- Document passage -
• • •
Then there is I-hotel's business model. The company is a one-stop shop, Boudreau stresses, and that is very appealing to hotels. I-hotel quotes an all-included price for consulting, hardware, software, installation and training.

A typical installation in a 200-room hotel with eight access points costs about $15,000. That includes a Dell server, Colubris Networks access points, and cabling between server and APs.

The hotel then owns the network and handles day-to-day management. It pays for the high-speed Internet connection -- in most cases it's cable modem access from one of I-hotel's two distribution partners, Videotron (mostly in Quebec) and Cogeco (in Ontario).

I-hotel also charges a monthly fee -- about $1.50 per room -- that covers network maintenance, software upgrades and 24/7 toll-free telephone technical support for guests and staff, in both of Canada's official languages, French and English.

Boudreau says the fact that the network in an I-hotel installation is managed entirely from an onsite server on which the I-hotel software resides -- and not from an off-site hotspot service provider's network operations center -- is another important technology differentiator.

He agrees with industry players at BT Syntegra and Single Digits who have noted recently in this space that hotels generally want to run their own show when it comes to high-speed Internet access.

"That's where the difference was initially for us when they were comparing us to hotspot [service providers]," Boudreau says. "They give [the hotel] very limited control. We give them full control of the solution. They manage it. They decide who is on and at what price."
• • •
- Collected material -
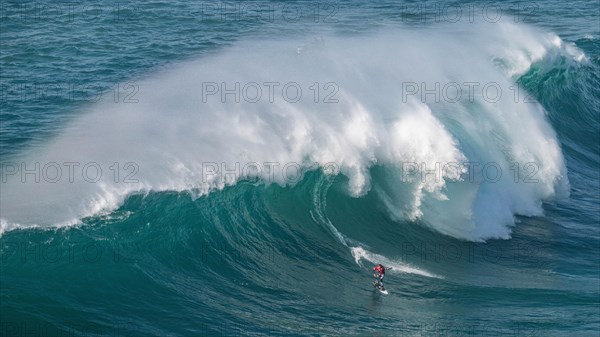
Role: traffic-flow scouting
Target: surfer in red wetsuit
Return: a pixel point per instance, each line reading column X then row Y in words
column 379, row 274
• • •
- Exercise requirements -
A. Reproduce word for word the part of the I-hotel text that begins at the words "A typical installation" and ends after "Cogeco (in Ontario).".
B. According to the I-hotel text, what does a typical installation in a 200-room hotel with eight access points cost?
C. List everything that the I-hotel text says is included in the company's all-included price.

- Responses by task -
A.
A typical installation in a 200-room hotel with eight access points costs about $15,000. That includes a Dell server, Colubris Networks access points, and cabling between server and APs.

The hotel then owns the network and handles day-to-day management. It pays for the high-speed Internet connection -- in most cases it's cable modem access from one of I-hotel's two distribution partners, Videotron (mostly in Quebec) and Cogeco (in Ontario).

B. About $15,000.

C. Consulting, hardware, software, installation, training